_Document segment_
○ ○ ○

Tuesday, 21 May 2013

All lit up! - Kumbhalgarh fort, Rajasthan.

Photo: All lit up! - Kumbhalgarh fort, Rajasthan.


Kumbhalgarh is a Mewar fortress in the Rajsamand District of Rajasthan state in western India. Built during the course of the 15th century by Rana Kumbha, and enlarged through the 19th century, Kumbhalgarh is also the birthplace of Maharana Pratap, the great king and warrior of Mewar. Occupied until the late 19th century, the fort is now open to the public and is spectacularly lit for a few minutes each evening. Kumbalgarh is situated 82 km northwest of Udaipur by road. It is the most important fort in Mewar after Chittaurgarh.

History

The Kumbhalgarh was built and ruled by Kumbha and his dynasty who were Sisodia descendents.
Kumbhalgarh in its present form was developed by, and said to be personally designed by Rana Kumbha. Rana Kumbha's kingdom of Mewar stretched from Ranthambore to Gwalior and included large tracts of erstwhile Madhya Pradesh as well as Rajasthan. Out of the 84 forts in his dominion, Rana Kumbha is said to have designed 32 of them, of which Kumbhalgarh is the largest and most elaborate.

○ ○ ○

_Record excerpts_
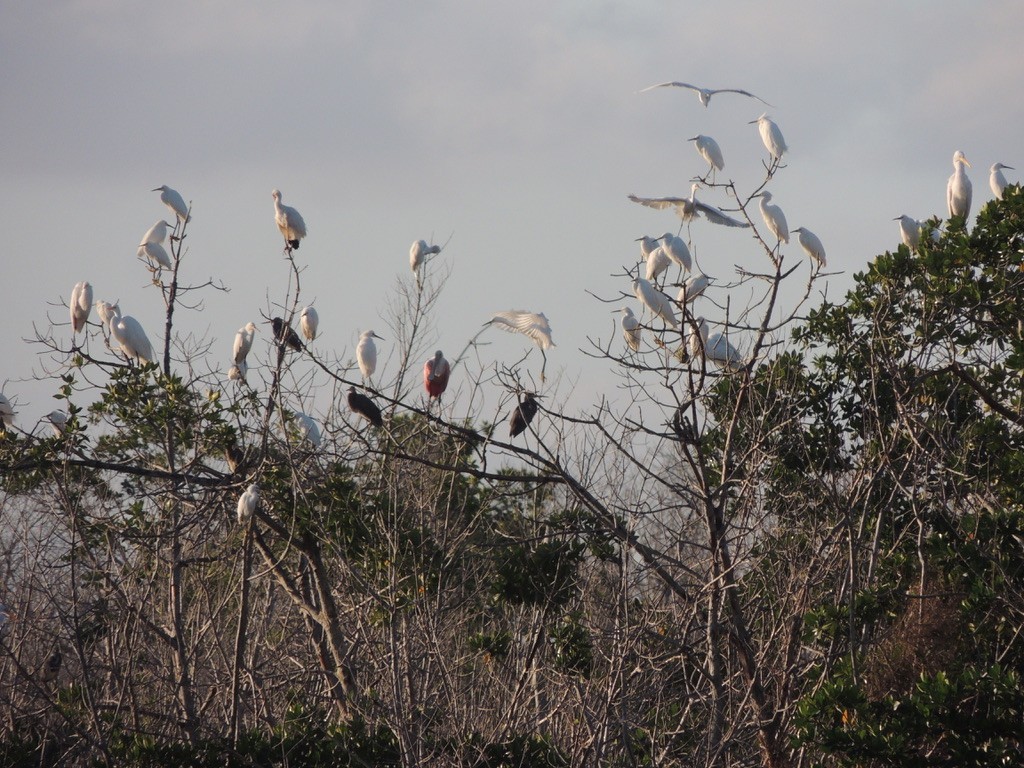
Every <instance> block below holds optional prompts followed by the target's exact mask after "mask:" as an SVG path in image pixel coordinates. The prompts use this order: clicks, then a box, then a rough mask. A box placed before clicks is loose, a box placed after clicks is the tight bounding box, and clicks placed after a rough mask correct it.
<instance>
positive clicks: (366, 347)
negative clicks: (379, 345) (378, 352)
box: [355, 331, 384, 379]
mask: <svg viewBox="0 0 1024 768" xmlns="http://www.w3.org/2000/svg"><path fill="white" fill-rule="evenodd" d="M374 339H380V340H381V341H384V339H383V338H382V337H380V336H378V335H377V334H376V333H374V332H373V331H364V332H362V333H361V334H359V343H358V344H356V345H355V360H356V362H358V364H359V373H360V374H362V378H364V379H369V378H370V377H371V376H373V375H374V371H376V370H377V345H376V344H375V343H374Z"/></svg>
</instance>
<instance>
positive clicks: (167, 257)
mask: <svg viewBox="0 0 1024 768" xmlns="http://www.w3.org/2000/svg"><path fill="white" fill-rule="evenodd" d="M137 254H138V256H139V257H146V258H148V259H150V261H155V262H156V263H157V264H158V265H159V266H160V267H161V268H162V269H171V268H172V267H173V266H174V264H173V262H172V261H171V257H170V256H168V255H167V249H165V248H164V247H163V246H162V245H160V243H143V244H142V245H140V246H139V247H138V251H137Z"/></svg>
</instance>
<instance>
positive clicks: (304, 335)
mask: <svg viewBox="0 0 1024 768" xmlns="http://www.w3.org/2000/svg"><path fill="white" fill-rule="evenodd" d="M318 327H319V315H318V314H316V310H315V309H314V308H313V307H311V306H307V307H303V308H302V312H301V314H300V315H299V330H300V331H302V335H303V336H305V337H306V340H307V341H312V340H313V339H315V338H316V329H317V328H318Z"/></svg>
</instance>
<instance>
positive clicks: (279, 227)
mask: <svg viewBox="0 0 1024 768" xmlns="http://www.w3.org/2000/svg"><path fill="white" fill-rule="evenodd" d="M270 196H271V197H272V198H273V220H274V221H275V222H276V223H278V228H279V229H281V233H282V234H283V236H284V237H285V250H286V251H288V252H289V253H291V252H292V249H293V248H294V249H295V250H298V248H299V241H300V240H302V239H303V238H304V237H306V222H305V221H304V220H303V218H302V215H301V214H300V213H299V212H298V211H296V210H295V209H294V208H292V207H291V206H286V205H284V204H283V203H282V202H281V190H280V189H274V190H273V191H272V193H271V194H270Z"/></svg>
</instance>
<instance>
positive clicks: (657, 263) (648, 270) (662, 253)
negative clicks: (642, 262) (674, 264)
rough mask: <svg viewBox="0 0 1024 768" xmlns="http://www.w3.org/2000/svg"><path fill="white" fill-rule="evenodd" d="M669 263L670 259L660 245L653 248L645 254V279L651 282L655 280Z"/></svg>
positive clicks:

○ ○ ○

_What is needed_
Please explain, in one to three sentences, why the text on Kumbhalgarh fort mentions Maharana Pratap.

_Response area_
Kumbhalgarh is the birthplace of Maharana Pratap, whom the text calls the great king and warrior of Mewar. His name comes up as part of the fort's significance.